Exercise objective → In the records below, find the line with "TARGET = button placket" and the line with "TARGET = short sleeve"; return exactly those lines and every line between them.

Records shown →
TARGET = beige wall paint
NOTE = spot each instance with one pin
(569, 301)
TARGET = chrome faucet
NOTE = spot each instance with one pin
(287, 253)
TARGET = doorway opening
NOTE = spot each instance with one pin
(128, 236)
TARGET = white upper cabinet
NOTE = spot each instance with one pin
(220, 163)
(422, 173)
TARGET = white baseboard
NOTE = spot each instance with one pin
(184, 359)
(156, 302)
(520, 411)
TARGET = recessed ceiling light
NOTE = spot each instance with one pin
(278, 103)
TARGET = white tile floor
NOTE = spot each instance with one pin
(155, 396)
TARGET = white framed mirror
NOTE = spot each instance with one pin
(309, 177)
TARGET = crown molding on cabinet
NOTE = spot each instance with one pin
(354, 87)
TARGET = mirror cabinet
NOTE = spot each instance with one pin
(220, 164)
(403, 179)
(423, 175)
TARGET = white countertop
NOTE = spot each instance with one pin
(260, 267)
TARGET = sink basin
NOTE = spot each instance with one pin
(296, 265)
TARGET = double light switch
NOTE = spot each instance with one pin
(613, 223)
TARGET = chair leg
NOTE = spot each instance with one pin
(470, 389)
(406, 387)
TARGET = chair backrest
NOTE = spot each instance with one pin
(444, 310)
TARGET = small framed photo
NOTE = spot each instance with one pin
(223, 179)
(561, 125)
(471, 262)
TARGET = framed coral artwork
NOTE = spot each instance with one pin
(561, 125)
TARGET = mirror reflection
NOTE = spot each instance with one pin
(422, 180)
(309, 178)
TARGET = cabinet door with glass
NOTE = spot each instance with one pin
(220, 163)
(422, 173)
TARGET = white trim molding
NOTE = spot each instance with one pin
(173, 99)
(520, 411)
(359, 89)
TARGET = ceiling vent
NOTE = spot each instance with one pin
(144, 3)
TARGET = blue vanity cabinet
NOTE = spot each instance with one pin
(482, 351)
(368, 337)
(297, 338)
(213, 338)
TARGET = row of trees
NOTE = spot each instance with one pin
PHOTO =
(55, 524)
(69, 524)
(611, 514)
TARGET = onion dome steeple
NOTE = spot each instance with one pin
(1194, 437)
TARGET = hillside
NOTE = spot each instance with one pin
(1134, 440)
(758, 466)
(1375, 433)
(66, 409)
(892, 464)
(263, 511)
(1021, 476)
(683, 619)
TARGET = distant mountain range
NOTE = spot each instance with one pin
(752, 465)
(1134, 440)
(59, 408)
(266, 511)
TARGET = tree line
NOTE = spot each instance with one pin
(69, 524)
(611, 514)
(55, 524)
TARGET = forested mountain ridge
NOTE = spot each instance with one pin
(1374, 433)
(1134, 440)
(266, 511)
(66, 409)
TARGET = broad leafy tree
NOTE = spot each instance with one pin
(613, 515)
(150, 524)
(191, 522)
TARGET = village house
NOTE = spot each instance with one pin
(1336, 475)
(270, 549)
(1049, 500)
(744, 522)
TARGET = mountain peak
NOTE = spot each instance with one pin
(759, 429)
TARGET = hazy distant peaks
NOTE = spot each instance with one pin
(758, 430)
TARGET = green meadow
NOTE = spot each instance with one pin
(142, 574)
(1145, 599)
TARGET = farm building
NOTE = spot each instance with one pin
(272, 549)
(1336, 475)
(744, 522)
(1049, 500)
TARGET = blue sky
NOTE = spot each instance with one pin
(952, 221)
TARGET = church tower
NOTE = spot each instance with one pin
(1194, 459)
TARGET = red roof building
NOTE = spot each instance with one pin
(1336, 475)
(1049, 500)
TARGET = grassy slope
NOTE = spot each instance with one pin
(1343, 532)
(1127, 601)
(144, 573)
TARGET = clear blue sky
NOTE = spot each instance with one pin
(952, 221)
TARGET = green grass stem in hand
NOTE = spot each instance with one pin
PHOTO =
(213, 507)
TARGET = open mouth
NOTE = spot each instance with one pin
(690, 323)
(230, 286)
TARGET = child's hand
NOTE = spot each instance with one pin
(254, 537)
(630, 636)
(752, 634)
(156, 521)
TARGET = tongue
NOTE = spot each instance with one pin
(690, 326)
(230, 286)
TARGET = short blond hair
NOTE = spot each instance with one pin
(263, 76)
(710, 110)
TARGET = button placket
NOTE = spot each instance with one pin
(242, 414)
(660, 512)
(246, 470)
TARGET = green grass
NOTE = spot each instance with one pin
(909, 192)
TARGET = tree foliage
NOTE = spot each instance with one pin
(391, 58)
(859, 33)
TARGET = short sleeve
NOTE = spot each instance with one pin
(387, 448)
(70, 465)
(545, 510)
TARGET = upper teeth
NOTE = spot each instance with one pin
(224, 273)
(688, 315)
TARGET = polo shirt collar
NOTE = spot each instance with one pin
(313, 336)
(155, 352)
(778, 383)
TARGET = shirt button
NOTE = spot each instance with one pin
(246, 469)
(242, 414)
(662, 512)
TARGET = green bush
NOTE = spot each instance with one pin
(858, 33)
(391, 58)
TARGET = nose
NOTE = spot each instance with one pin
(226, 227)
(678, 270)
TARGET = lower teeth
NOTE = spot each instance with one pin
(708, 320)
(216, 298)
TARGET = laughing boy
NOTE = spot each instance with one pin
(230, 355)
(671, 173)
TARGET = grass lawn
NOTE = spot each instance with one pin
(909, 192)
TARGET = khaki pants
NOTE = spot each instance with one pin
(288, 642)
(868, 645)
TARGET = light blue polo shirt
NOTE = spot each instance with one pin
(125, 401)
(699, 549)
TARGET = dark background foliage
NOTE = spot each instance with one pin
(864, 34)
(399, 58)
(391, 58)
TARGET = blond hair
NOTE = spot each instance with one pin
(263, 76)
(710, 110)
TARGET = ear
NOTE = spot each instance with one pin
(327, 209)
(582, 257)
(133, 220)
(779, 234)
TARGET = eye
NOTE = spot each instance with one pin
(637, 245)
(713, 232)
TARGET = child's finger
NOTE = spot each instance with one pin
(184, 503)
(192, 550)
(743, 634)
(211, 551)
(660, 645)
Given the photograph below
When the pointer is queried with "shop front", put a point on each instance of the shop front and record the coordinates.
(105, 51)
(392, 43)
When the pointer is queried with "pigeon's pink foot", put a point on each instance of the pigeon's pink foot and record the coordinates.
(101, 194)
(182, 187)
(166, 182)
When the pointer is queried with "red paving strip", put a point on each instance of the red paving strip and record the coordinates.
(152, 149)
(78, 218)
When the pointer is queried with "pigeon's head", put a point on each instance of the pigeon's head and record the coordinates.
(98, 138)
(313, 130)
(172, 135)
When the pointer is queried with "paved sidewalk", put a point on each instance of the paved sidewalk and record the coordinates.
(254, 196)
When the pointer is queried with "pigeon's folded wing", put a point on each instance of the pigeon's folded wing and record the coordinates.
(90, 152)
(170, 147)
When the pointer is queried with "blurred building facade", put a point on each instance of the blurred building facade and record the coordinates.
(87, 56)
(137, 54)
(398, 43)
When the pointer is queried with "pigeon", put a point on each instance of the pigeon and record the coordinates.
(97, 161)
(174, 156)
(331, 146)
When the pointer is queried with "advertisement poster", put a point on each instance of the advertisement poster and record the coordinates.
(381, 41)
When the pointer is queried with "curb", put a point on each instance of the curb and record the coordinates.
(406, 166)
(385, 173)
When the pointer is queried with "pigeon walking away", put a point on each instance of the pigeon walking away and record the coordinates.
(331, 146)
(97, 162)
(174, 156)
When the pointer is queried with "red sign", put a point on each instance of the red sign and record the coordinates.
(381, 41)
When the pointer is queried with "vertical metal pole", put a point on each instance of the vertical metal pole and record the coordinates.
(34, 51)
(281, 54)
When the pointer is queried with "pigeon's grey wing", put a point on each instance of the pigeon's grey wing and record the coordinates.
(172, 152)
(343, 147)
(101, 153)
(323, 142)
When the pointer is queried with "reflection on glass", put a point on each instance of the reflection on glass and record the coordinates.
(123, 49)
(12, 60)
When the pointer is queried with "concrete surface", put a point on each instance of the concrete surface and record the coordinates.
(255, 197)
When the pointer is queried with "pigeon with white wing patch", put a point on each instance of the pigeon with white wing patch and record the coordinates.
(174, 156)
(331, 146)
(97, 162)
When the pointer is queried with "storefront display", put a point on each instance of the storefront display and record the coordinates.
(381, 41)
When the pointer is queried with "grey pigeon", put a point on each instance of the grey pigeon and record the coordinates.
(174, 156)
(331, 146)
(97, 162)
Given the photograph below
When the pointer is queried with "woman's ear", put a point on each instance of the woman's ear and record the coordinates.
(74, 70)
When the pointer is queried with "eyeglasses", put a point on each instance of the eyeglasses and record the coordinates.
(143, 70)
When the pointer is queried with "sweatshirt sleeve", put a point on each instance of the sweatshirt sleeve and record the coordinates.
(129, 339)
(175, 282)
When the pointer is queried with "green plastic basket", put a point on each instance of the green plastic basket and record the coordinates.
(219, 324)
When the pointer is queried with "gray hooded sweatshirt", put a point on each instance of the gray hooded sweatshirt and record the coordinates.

Response →
TARGET = button placket
NOTE = spot each instance with one pin
(242, 414)
(660, 512)
(246, 470)
TARGET = green grass
NOTE = spot each instance with one pin
(909, 192)
TARGET = tree foliage
NOTE = spot each instance with one pin
(391, 58)
(859, 33)
TARGET = short sleeve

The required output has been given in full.